PROBLEM SET
A. In the history lesson on the early American republic that follows, whom did Jefferson tell to work toward liquidating the public debt?
B. Using the history lesson on the early American republic below, decide whether each statement agrees with it. Give yes or no for each and quote the words that decide it.
(i) Jefferson's administration let the Alien and Sedition Acts lapse.
(ii) Under the Republicans, internal taxes such as the whiskey excise became the government's primary source of income.
(iii) Most Federalists were won over by Jefferson's inaugural address.
C. Carry on the history lesson on the early American republic below, starting after its last sentence.

American Republicanism, Part IV: The Republic between a Rock and a Hard Place, 1801-1815 (History Lesson Plans, 11)

john-quincy-adams-picture[This is the final post in the series on the early history of American “republicanism.”  (For earlier posts see here, here, and here.)]

* * * * *

During the tumultuous presidential election campaign of 1800, fearful Federalists predicted that victory for the Republican candidate, Thomas Jefferson, would destroy the constructive gains of twelve years of Federalist rule: power would be returned to the states; commerce  suffer; the judicial power lessened; Alexander Hamilton’s financial system dismantled; the army and the navy ruined in the guise of economy in government; and Jefferson’s pro-French attitude might mean war with Great Britain, the nation’s leading trading partner. In his first inaugural address, Jefferson tried to calm these Federalist fears while at the same time attempting to put the genie of party politics back into the republican bottle of the “common good”: “We are all Republicans—we are all Federalists,” the new President asserted.

Jefferson (History.com)

Jefferson (History.com)

Jefferson’s conciliatory address probably won few converts; most Federalists continued to regard the new President with suspicion.  Moreover, it is doubtful whether many of Jefferson’s ardent Republican followers, exhilarated by their triumph in the bruising campaign, took his words very seriously.  Once Jefferson turned to the task of governing, it became clear that his vision of a simple, agrarian American republic had little room in it for the elements of Alexander Hamilton’s grand economic design.

So what, in the new President’s opinion, was the “common good” for the young nation? First of all, the Alien and Sedition Acts were allowed to lapse. Jefferson also told his Treasury Secretary, Albert Gallatin, to work toward liquidating the public debt that had been at the heart of Hamilton’s financial scheme. The internal taxes so beloved by the Federalists, like the excise tax on whiskey, were either abolished or reduced; the new Republican-controlled government would rely on tariffs for its primary source of income. Frugality and economy in government became watchwords of the new regime:  despite the unwillingness of France and Britain to accept American claims to neutrality in their contest to control Europe, Jefferson’s administration also reduced the army and navy to a skeletal size.

INFORMATION SUPPLIED
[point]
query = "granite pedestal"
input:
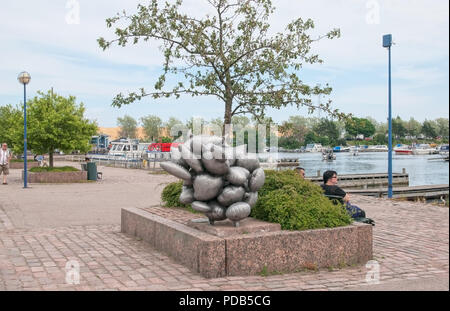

THE RESPONSES
A. His Treasury Secretary, Albert Gallatin.

B.
(i) Yes: "First of all, the Alien and Sedition Acts were allowed to lapse."
(ii) No: "the new Republican-controlled government would rely on tariffs for its primary source of income."
(iii) No: "most Federalists continued to regard the new President with suspicion."

C.
A number of lower-ranking Federalist office-holders were removed and replaced by good Republicans, which of course delighted Jefferson’s supporters and infuriated the Federalists. To the surprise of some Republicans, the new President did not immediately set out to destroy the Bank of the United States. The Bank continued to prove so useful, even to a Republican administration, that, when its charter came up for renewal in 1811, during the first administration of Jefferson’s successor, James Madison, a move to prolong its life came very close to winning the support of the Republican-controlled Congress. (This refusal to renew the charter of the Bank of the United States would return to haunt Republicans—and the nation—during the War of 1812.)

TJ and La Purchase

Surely the new President’s most sincere effort to enact a measure for the “common good” of the agrarian republic he envisioned came in 1803, when he asked Congress to authorize the purchase from Napoleon of Louisiana, despite the silence of the United States Constitution on the question of acquiring foreign territory. For the bargain basement price of $12,000,000, Jefferson’s administration doubled the size of the country, providing what must have seemed to the President at the time an inexhaustible supply of land for his beloved “yeoman farmers,” while, not coincidentally one suspects, offering those agrarian republicans a strong incentive to continue supporting the party of Jefferson.

Unfortunately for this grand Jeffersonian domestic vision, although Britain and France had shared an uneasy peace between 1801 and 1803, they renewed their hostilities for supremacy in Europe. Once again, the world’s leading neutral trader found itself in a dilemma:  both great powers were willing to trade with the United States, but neither wanted the United States to trade with the other.

Britain, which controlled the sea, issued a series of “orders in council” permitting the Royal Navy to seize American ships destined for France or those parts of the Continent under French control. The British further enraged American opinion with another practice, the “impressment” of the nation’s seamen. British captains stopped American vessels and took onto their own ships American crewmen they believed to be British subjects. The attitude and actions of France were little better. Napoleon, whose armies dominated Europe, issued several decrees authorizing the seizure of American ships reaching areas he controlled if they had called at British ports on the way.

A crisis arose in 1807, when a British warship, the Leopard, disabled an American naval vessel, the Chesapeake, and impressed several of its crew members within sight of the American coast. President Jefferson attempted to resolve the dispute by employing economic coercion rather than military force, just as the American colonies had done in the years before 1775 when confronted with British tax measures. Boycotts had worked then, Jefferson reasoned, so why not now? Besides, the President did not believe war with Britain was inevitable, and his policy of strict economy in government had rendered both the army and the navy inadequate for fighting a war with either of the world’s most powerful nations, let alone with both of them.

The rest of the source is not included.